> _Using the information_
• A. Rewrite the Dunkin Donuts discussion between "Which begs the" and "Starbucks is awful.", inclusive, swapping "Dunkin Donuts" for "Dunkin'".
• B. Continue the discussion of Dunkin Donuts locations from the point where it stops.

> _Excerpted text_
But yeah pre pandemic... like Duane Reade in NYC, you can spit in Boston and probably hit a Dunkin Donuts.
My fav are locations on either side of the roadway like in Everett on the parkway. One for the inbound traffic, one for the outbound traffic.
The Dunks between Clarendon
The Dunks between Clarendon and Darmouth on Stuart Street is gone. They are building where it was.
No!!!!!
Where will I go now?
Which begs the next question...
OK, let's come up with all of the Dunkin Donuts locations from which one can see another Dunkin Donuts location.
There are two in Lynn basically across the street from each other on I think Boston Street or Western Ave near BayRidge Hospital.
The two in Back Bay.
The two in North Station.
Does Alewife rotary still have two a few hundred meters apart?
Supply and Demand
And Starbucks is awful.

> _Information shown_

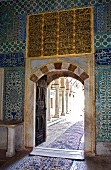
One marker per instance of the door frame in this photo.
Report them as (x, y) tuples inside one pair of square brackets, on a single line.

> _Answers to the exercises_
• A.
Which begs the next question...
OK, let's come up with all of the Dunkin' locations from which one can see another Dunkin' location.
There are two in Lynn basically across the street from each other on I think Boston Street or Western Ave near BayRidge Hospital.
The two in Back Bay.
The two in North Station.
Does Alewife rotary still have two a few hundred meters apart?
Supply and Demand
And Starbucks is awful.

• B.
And yet they have closed *twice* in Davis Square
Once because the building they were in fell apart. Then again (attached to bfresh grocery store) when the pandemic began. A few months later, their signs came down and all of the fixtures were removed. It's still empty today.
We're also the only place I know of where McDonald's has closed twice.
Don't even get me started
I miss my ladies at the Davis Dunks. I loathe walking to Powderhouse or Porter Square.
And McD.. 3 if you include the one in Porter (was the same Franchiser, as the staff moved to the Davis one after it closed)
Davis Square is odd
About 13 months ago I was there with the little one, who wanted a donut. That DD was kind of hidden.
Donuts in Davis Square
Go instead to Davis Square Donuts & Bagels, 377 Summer Street, just past Rosebud.
He wanted a donut with sprinkles
And specifically asked for Dunkin Donuts. Interestingly, I turned around once I hit the Rosebud.
Overall, it was a good time at Davis Square. We did a bit of the path to Alewife.
Another DD sort of near Davis Square
Go down the bikepath towards Alewife, but turn right onto Mass. Ave. There's a DD on the left, a block towards Arlington from the bike path crossing.
duplicate comment, please remove
Why do so many of the posts
about bodies dropping get no comments?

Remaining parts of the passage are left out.